RECORDED DATA
--------------------------------
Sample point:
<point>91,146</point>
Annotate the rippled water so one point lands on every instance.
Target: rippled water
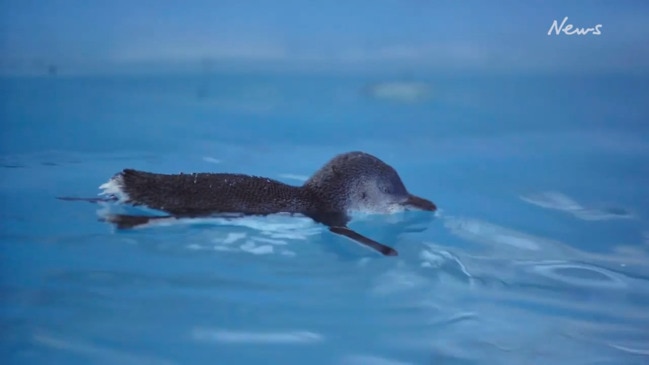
<point>539,253</point>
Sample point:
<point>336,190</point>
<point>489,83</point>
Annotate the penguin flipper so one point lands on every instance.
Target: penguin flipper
<point>89,200</point>
<point>383,249</point>
<point>127,221</point>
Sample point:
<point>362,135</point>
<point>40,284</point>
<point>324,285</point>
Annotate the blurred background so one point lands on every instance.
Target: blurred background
<point>404,36</point>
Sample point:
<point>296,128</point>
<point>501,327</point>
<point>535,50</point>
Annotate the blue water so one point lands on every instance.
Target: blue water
<point>539,254</point>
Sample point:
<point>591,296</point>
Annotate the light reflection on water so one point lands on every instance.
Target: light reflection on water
<point>514,270</point>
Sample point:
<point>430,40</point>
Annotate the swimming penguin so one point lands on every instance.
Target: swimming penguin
<point>348,183</point>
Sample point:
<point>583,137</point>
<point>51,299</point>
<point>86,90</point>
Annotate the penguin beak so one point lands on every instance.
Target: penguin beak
<point>419,203</point>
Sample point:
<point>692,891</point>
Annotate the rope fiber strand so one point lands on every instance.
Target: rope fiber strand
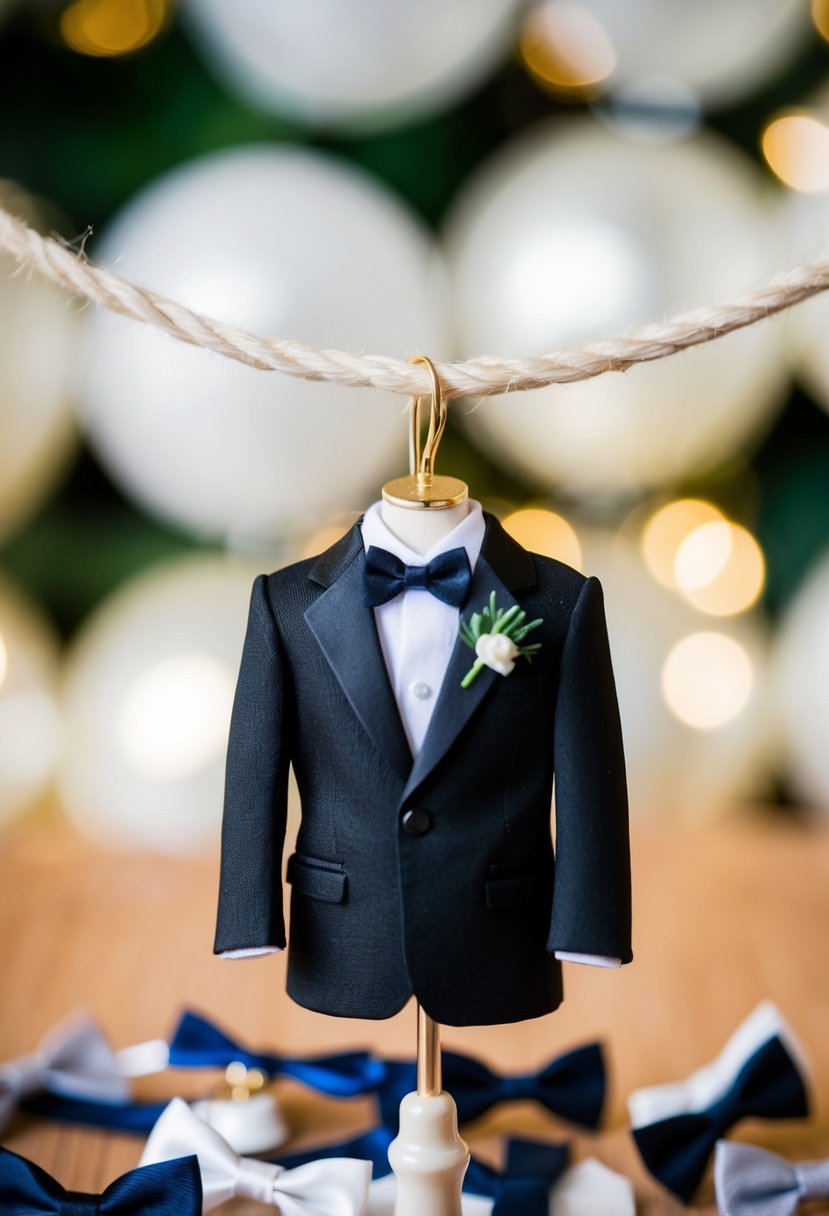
<point>474,377</point>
--------------------------------
DIRECTIONS FOR THIS TASK
Rewrite all the data above as a Markdown table with two columns, "Row" for the row number and "Text" for the line, skipping any blank lines. Leave the pictures out.

FINISHED ANSWER
| Row | Text |
|---|---|
| 1 | Sample point: |
| 2 | <point>91,146</point> |
| 3 | Annotate the rippled water so one point lands on every instance. |
| 4 | Target: rippled water |
| 5 | <point>539,253</point> |
| 6 | Sample point: |
| 7 | <point>336,190</point> |
| 8 | <point>489,83</point> |
| 9 | Annotate the penguin flipper so one point lands on every instance. |
| 10 | Target: penguin flipper |
| 11 | <point>89,200</point> |
| 12 | <point>383,249</point> |
| 13 | <point>127,221</point> |
| 14 | Sample point: |
| 15 | <point>362,135</point> |
| 16 | <point>40,284</point> |
| 17 | <point>324,285</point> |
| 18 | Annotate the blurred background so one point lands on every instance. |
| 19 | Target: blurred background |
| 20 | <point>404,36</point> |
| 21 | Sample point: |
| 22 | <point>296,128</point> |
| 23 | <point>501,327</point> |
| 24 | <point>535,50</point> |
| 25 | Annotate the blue water so one point lands on every instance. |
| 26 | Target: blue water |
| 27 | <point>539,254</point> |
| 28 | Sample point: |
| 29 | <point>591,296</point> |
| 30 | Annotate the light reflection on water so one point lands on every instance. |
| 31 | Target: light reflection on water |
| 32 | <point>514,270</point> |
| 33 | Sample point: |
| 34 | <point>430,40</point> |
| 35 | Annotate the swimming penguin so one point lands on every instance. |
| 36 | Target: swimming penguin |
| 37 | <point>348,183</point> |
| 38 | Sample point: |
| 39 | <point>583,137</point> |
| 40 | <point>51,299</point> |
| 41 | <point>86,90</point> |
| 42 | Annotate the penguin beak so one point lands on every instance. |
| 43 | Target: penguin beak |
| 44 | <point>419,203</point> |
| 45 | Sample point: |
| 46 | <point>692,891</point> |
| 47 | Annotate the rope fiber strand so one point lands on every instance. |
| 48 | Target: rope fiber strand |
| 49 | <point>474,377</point> |